TÂCHES À RÉALISER -
(A) Extrayez de la critique de film le passage commençant à "Certains ont beau" et se terminant à "de Colin Trevorrow.".
(B) Relevez toutes les personnes désignées par leur nom dans la critique de film.
(C) Traduisez en anglais cette phrase de la critique de film : « Ainsi, dans la famille jurassique qui nous tétanise les tympans depuis vingt-cinq ans, Jurassic World : Fallen Kingdom (JW2) occupe la cinquième place. »
═════ TEXTE EXTRAIT
L’avis du « Monde » – pourquoi pas

Certains ont beau dire grand mal des franchises hollywoodiennes, nul ne peut contester qu’elles exercent une action bienfaitrice sur les neurones dès lors qu’il s’agit de remettre en ordre ses souvenirs. Ainsi, dans la famille jurassique qui nous tétanise les tympans depuis vingt-cinq ans, Jurassic World : Fallen Kingdom (JW2) occupe la cinquième place. L’ont précédé deux épisodes réalisés par Steven Spielberg, Jurassik Park (1993) et Le Monde perdu (1997), adaptés des romans de Michael Crichton, un troisième volume signé John Johnston (2001), puis, plus éloigné de la trilogie initiale, Jurassic World (2015) de Colin Trevorrow.
══════════
═════ MATÉRIEL PRÉSENTÉ
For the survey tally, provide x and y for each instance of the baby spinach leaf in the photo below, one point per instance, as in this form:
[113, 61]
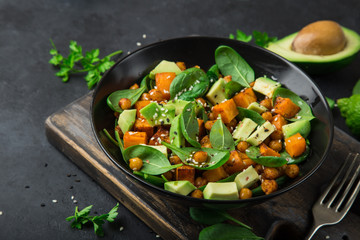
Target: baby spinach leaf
[189, 124]
[268, 161]
[132, 94]
[222, 231]
[158, 181]
[231, 63]
[247, 113]
[189, 84]
[231, 88]
[220, 137]
[305, 112]
[216, 158]
[297, 160]
[154, 161]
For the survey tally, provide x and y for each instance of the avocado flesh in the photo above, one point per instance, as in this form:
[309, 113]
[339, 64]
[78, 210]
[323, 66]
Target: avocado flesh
[317, 64]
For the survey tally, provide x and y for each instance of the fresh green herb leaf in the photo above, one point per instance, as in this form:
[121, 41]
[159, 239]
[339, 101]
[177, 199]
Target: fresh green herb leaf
[356, 89]
[154, 161]
[82, 217]
[76, 62]
[241, 36]
[220, 137]
[231, 63]
[263, 39]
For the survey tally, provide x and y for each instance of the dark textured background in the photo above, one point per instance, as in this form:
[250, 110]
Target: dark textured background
[29, 91]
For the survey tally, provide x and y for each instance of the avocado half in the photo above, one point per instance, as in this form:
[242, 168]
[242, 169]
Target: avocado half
[315, 64]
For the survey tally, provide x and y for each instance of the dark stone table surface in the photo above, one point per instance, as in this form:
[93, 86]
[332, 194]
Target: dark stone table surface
[38, 185]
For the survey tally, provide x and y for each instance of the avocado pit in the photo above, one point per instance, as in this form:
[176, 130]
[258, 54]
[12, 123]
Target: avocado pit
[320, 38]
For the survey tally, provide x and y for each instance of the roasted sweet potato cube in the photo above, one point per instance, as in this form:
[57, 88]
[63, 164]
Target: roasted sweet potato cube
[285, 107]
[227, 110]
[202, 130]
[185, 173]
[139, 105]
[266, 151]
[245, 97]
[163, 81]
[134, 138]
[141, 125]
[215, 175]
[295, 145]
[162, 134]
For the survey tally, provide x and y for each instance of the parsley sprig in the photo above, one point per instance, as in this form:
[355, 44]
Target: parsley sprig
[261, 39]
[76, 62]
[82, 217]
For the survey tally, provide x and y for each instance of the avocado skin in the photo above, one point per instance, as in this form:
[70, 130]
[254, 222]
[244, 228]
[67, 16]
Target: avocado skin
[315, 66]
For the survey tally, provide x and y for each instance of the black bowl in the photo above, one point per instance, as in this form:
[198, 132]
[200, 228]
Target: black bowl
[200, 51]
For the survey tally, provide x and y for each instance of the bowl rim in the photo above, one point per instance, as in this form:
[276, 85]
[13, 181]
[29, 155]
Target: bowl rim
[212, 201]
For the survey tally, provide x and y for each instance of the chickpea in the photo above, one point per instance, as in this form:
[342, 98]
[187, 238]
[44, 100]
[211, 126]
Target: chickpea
[135, 164]
[266, 103]
[267, 116]
[228, 78]
[135, 86]
[276, 145]
[145, 97]
[292, 170]
[156, 95]
[181, 65]
[269, 186]
[242, 146]
[200, 181]
[270, 173]
[125, 103]
[197, 193]
[209, 124]
[168, 175]
[245, 193]
[174, 160]
[200, 156]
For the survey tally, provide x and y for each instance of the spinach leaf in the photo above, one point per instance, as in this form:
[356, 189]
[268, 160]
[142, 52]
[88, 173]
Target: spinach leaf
[216, 158]
[154, 161]
[298, 159]
[158, 181]
[231, 88]
[189, 84]
[220, 137]
[132, 94]
[221, 231]
[305, 112]
[148, 83]
[189, 124]
[247, 113]
[213, 74]
[268, 161]
[231, 63]
[258, 190]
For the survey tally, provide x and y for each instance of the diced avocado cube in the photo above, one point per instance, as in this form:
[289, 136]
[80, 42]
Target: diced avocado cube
[303, 127]
[180, 187]
[127, 119]
[255, 106]
[157, 114]
[178, 104]
[161, 148]
[261, 134]
[165, 66]
[246, 178]
[265, 86]
[221, 191]
[216, 93]
[244, 129]
[176, 136]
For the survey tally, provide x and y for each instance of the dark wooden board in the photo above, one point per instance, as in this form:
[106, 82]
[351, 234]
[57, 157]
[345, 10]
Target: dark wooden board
[70, 131]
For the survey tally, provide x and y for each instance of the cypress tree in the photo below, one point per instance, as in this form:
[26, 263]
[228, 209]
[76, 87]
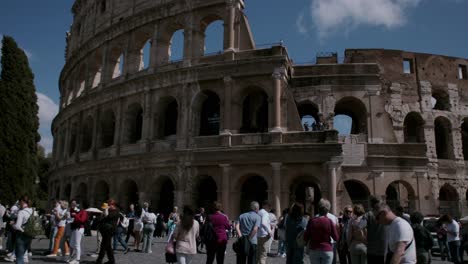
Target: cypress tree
[19, 124]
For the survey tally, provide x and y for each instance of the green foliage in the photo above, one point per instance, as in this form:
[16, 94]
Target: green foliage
[18, 124]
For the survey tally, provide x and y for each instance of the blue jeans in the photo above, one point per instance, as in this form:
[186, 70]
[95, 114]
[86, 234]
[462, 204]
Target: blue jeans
[118, 237]
[21, 245]
[321, 257]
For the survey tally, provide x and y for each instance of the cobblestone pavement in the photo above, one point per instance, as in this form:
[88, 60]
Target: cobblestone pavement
[89, 243]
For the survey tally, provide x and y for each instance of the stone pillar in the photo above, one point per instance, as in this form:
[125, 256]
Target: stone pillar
[226, 189]
[276, 172]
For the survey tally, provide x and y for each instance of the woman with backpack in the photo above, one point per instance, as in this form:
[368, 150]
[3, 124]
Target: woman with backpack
[357, 236]
[214, 234]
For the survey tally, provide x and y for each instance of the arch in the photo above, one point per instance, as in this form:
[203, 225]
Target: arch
[206, 191]
[87, 134]
[162, 199]
[167, 115]
[107, 128]
[400, 193]
[133, 123]
[255, 112]
[101, 192]
[254, 188]
[358, 192]
[305, 190]
[414, 128]
[354, 109]
[309, 114]
[210, 114]
[443, 138]
[129, 193]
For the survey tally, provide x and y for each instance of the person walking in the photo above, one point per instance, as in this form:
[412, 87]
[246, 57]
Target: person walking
[220, 223]
[295, 222]
[400, 238]
[318, 233]
[247, 228]
[423, 238]
[107, 228]
[357, 236]
[185, 236]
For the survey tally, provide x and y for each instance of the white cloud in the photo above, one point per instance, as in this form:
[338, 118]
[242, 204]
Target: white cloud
[330, 16]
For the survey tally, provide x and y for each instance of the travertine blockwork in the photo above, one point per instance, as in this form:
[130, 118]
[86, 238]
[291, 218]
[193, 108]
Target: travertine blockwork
[228, 126]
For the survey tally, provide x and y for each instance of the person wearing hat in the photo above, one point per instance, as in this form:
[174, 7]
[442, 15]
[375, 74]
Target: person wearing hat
[107, 227]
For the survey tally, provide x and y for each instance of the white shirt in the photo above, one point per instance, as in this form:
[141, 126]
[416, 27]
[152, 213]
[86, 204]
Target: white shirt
[265, 226]
[455, 228]
[400, 230]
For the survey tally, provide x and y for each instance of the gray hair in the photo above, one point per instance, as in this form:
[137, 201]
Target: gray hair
[254, 205]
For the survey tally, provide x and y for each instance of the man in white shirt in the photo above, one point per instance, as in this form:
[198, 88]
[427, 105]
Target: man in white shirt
[400, 237]
[264, 233]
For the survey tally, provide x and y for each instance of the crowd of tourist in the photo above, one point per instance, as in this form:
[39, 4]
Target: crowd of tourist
[378, 235]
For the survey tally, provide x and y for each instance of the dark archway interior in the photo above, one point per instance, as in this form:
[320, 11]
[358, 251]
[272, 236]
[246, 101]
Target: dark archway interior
[253, 189]
[210, 114]
[255, 113]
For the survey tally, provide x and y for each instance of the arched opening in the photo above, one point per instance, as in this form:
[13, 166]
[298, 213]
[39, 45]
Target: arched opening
[134, 123]
[176, 46]
[214, 36]
[399, 193]
[308, 112]
[306, 191]
[441, 100]
[358, 192]
[107, 129]
[464, 132]
[101, 193]
[255, 112]
[82, 195]
[448, 200]
[210, 114]
[129, 193]
[206, 192]
[253, 189]
[168, 115]
[350, 108]
[443, 138]
[163, 196]
[87, 134]
[414, 128]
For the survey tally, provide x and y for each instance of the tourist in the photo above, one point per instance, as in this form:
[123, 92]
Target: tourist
[220, 223]
[60, 214]
[318, 233]
[399, 239]
[453, 237]
[77, 227]
[376, 234]
[342, 245]
[149, 220]
[264, 233]
[295, 222]
[357, 236]
[107, 227]
[22, 241]
[423, 239]
[185, 236]
[131, 223]
[247, 226]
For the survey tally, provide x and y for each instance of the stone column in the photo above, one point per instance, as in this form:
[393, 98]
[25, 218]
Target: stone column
[276, 172]
[226, 189]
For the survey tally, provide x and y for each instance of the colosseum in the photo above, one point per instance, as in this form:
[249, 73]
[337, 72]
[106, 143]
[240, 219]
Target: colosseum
[229, 126]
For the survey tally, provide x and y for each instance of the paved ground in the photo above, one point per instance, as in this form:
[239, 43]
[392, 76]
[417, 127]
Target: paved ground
[89, 243]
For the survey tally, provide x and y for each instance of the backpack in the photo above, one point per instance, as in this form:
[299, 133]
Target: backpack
[33, 227]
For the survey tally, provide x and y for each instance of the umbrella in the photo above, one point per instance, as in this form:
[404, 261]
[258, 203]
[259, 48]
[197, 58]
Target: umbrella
[93, 210]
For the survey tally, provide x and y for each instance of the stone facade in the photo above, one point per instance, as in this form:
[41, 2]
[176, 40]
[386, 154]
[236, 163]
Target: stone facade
[228, 126]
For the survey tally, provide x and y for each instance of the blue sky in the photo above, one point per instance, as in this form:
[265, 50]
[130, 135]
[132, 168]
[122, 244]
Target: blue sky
[305, 26]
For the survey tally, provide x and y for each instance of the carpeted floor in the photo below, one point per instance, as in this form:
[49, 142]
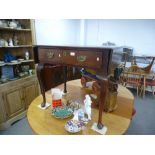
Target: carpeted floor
[143, 122]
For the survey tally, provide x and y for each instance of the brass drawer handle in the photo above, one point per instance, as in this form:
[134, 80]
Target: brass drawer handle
[81, 58]
[50, 55]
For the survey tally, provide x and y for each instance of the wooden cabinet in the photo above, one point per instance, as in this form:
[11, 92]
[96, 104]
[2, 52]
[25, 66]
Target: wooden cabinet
[15, 97]
[14, 101]
[2, 110]
[30, 92]
[18, 82]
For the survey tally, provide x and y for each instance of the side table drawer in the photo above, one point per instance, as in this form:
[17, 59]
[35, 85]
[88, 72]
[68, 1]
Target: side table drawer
[50, 55]
[89, 58]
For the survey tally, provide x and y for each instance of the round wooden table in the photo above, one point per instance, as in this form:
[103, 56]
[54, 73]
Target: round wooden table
[117, 122]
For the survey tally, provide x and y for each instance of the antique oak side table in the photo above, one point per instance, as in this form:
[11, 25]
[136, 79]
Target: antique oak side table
[117, 122]
[102, 60]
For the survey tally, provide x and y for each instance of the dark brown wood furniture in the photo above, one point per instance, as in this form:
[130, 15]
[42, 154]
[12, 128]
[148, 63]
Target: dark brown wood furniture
[102, 60]
[117, 122]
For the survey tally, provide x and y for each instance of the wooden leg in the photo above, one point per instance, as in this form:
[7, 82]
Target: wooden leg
[137, 90]
[40, 69]
[103, 94]
[144, 86]
[65, 79]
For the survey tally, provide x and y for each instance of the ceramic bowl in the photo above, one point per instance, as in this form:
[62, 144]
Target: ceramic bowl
[62, 112]
[73, 126]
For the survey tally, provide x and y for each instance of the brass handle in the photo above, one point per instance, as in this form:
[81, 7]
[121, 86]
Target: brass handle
[50, 55]
[81, 58]
[64, 53]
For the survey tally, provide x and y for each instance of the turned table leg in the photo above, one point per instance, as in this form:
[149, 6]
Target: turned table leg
[40, 69]
[65, 78]
[103, 93]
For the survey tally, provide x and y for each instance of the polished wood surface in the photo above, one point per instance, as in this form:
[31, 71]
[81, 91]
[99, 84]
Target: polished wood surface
[104, 59]
[117, 122]
[15, 97]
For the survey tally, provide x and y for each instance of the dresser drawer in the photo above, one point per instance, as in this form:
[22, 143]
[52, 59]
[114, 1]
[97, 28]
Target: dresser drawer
[69, 57]
[89, 58]
[50, 55]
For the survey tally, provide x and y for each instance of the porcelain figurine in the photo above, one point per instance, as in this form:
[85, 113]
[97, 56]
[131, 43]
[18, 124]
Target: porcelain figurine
[87, 106]
[10, 42]
[27, 55]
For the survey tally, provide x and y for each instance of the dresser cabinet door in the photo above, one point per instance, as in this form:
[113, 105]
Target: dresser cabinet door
[30, 92]
[52, 56]
[2, 110]
[14, 101]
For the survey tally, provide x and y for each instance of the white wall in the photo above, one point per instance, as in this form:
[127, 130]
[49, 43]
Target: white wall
[139, 34]
[57, 32]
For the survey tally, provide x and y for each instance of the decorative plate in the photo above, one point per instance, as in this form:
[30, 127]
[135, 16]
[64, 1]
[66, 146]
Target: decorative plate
[62, 112]
[74, 126]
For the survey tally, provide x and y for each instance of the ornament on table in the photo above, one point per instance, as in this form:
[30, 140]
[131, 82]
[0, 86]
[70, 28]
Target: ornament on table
[56, 97]
[87, 106]
[27, 55]
[15, 40]
[10, 42]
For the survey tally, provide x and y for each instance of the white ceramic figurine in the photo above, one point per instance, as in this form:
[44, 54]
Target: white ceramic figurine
[87, 106]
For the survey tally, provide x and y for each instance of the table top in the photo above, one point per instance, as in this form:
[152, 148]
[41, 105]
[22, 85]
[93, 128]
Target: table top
[117, 122]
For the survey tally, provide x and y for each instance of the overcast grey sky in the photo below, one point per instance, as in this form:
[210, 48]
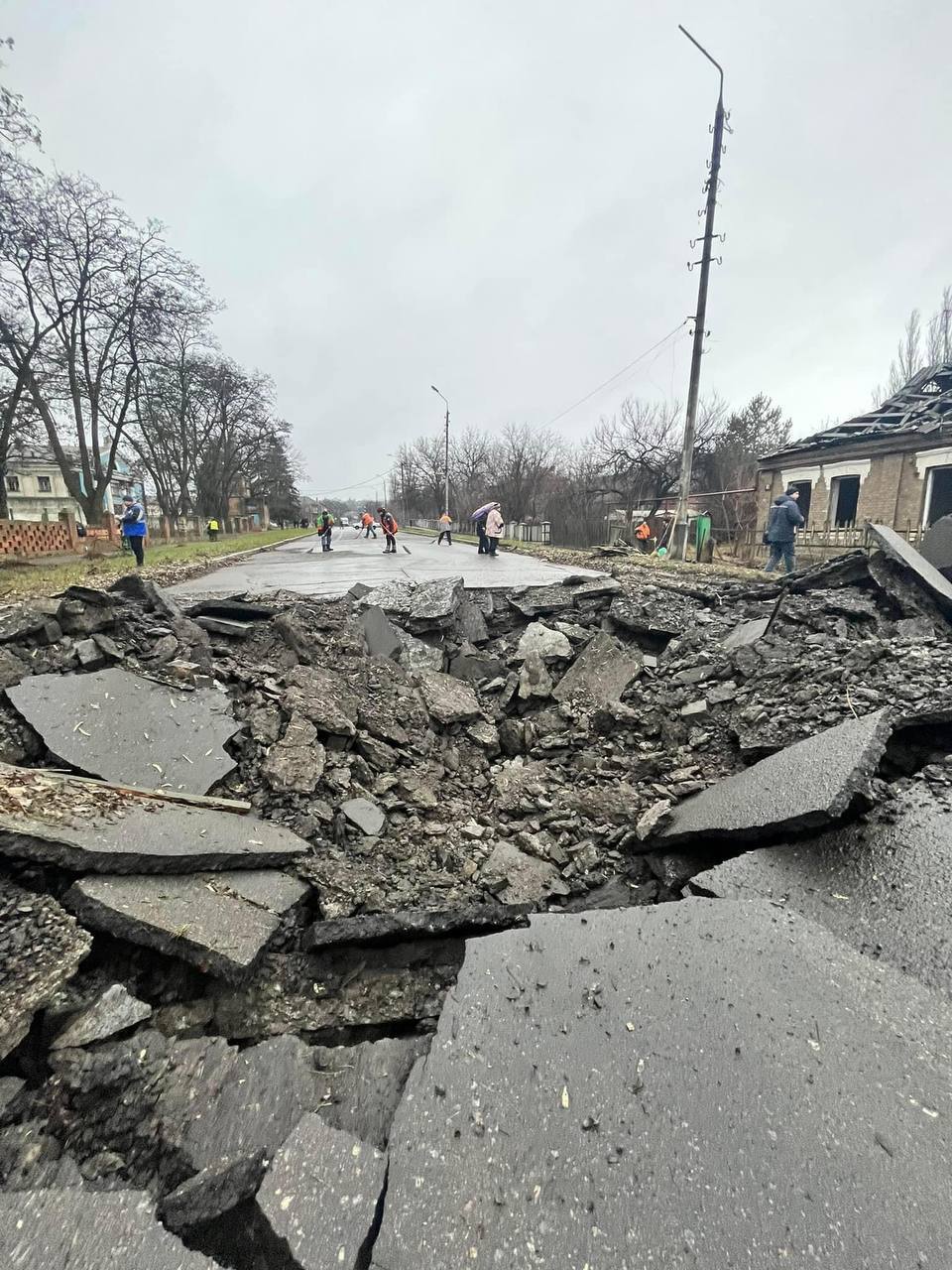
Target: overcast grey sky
[498, 195]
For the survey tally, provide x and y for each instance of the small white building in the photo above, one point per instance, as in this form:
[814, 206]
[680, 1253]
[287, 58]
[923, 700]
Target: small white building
[36, 489]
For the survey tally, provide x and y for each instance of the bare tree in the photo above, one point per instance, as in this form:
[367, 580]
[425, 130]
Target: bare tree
[521, 463]
[730, 463]
[640, 447]
[238, 426]
[100, 290]
[173, 403]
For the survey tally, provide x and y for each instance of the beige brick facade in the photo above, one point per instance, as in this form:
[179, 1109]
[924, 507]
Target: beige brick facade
[892, 486]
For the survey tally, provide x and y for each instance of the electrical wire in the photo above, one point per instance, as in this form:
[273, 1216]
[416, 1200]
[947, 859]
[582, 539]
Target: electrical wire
[616, 376]
[343, 489]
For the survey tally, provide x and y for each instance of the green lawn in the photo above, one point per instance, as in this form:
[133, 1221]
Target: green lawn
[166, 563]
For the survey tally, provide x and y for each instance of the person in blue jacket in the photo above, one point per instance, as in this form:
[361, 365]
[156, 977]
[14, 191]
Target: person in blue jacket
[782, 524]
[132, 526]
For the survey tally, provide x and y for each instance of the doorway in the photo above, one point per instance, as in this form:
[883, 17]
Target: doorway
[844, 498]
[938, 499]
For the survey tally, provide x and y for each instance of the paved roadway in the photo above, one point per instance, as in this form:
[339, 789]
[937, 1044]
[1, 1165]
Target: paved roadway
[301, 567]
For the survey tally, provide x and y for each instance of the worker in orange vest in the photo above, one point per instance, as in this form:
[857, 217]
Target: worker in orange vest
[643, 536]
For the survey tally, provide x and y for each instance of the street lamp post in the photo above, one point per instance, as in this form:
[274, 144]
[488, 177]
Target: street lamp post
[679, 543]
[445, 452]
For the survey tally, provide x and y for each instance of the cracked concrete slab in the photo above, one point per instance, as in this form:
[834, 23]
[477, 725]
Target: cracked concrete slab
[320, 1197]
[805, 786]
[113, 1011]
[601, 674]
[87, 828]
[925, 574]
[41, 949]
[220, 922]
[880, 884]
[595, 1080]
[81, 1229]
[130, 729]
[361, 1084]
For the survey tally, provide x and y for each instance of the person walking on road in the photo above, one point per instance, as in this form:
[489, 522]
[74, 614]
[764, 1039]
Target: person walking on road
[479, 520]
[494, 529]
[643, 536]
[325, 527]
[132, 526]
[390, 527]
[782, 525]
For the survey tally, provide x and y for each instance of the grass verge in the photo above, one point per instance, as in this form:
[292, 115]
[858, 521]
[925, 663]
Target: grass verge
[166, 563]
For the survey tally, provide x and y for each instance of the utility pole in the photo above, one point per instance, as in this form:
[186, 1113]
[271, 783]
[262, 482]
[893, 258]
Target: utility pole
[445, 452]
[679, 543]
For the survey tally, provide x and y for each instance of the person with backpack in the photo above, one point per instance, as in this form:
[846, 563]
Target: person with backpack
[479, 520]
[325, 529]
[643, 536]
[132, 526]
[388, 522]
[494, 529]
[782, 524]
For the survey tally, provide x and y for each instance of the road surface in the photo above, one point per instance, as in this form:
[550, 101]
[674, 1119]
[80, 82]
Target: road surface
[301, 567]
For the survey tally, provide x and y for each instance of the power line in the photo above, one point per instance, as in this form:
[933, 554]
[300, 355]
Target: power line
[343, 489]
[616, 376]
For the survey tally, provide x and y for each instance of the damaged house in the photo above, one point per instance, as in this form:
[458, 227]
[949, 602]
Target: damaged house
[892, 465]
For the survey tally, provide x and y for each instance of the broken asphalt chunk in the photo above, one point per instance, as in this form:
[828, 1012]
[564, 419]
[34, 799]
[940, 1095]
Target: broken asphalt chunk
[649, 1019]
[380, 634]
[447, 698]
[540, 639]
[113, 1011]
[880, 884]
[131, 729]
[320, 1197]
[361, 1084]
[220, 922]
[601, 674]
[212, 1192]
[81, 1229]
[806, 786]
[520, 879]
[368, 817]
[98, 828]
[923, 572]
[41, 949]
[391, 928]
[746, 634]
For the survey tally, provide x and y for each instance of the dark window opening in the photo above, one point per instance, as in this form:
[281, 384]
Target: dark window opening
[844, 497]
[805, 489]
[939, 494]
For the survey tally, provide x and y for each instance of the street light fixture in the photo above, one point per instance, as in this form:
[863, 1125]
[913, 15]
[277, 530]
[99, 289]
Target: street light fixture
[445, 452]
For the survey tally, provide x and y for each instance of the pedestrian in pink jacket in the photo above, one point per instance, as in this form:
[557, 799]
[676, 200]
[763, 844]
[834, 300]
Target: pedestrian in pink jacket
[494, 529]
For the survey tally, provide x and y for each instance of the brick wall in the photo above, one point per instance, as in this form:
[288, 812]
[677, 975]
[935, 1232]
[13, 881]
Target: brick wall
[892, 493]
[37, 538]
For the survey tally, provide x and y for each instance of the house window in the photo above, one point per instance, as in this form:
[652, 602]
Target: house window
[805, 489]
[844, 498]
[938, 498]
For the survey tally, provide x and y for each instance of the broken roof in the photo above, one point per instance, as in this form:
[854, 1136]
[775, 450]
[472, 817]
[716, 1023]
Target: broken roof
[923, 405]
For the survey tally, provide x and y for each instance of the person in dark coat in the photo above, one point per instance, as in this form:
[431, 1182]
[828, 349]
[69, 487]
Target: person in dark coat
[782, 524]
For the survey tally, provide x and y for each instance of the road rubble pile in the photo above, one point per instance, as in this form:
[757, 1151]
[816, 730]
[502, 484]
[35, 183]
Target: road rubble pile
[309, 911]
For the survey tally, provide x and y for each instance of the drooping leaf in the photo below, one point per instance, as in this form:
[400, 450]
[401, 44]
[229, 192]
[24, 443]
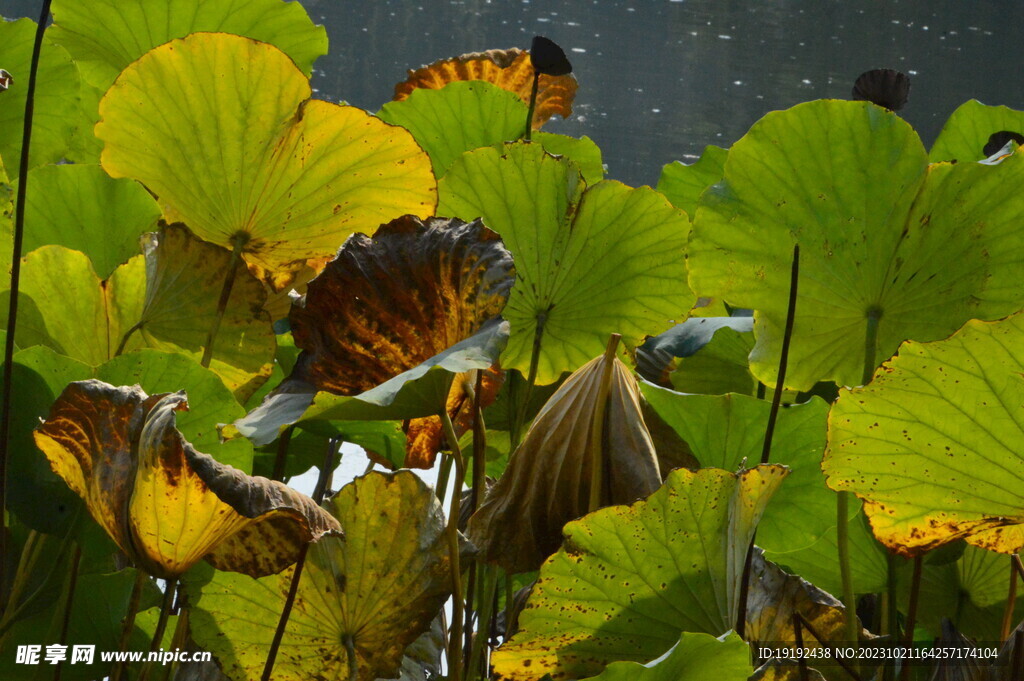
══════════
RÉSULTATS DE L'EXERCICE -
(A)
Certains ont beau dire grand mal des franchises hollywoodiennes, nul ne peut contester qu’elles exercent une action bienfaitrice sur les neurones dès lors qu’il s’agit de remettre en ordre ses souvenirs. Ainsi, dans la famille jurassique qui nous tétanise les tympans depuis vingt-cinq ans, Jurassic World : Fallen Kingdom (JW2) occupe la cinquième place. L’ont précédé deux épisodes réalisés par Steven Spielberg, Jurassik Park (1993) et Le Monde perdu (1997), adaptés des romans de Michael Crichton, un troisième volume signé John Johnston (2001), puis, plus éloigné de la trilogie initiale, Jurassic World (2015) de Colin Trevorrow.

(B)
Steven Spielberg
Michael Crichton
John Johnston
Colin Trevorrow

(C) Thus, in the Jurassic family that has been paralyzing our eardrums for twenty-five years, Jurassic World: Fallen Kingdom (JW2) holds fifth place.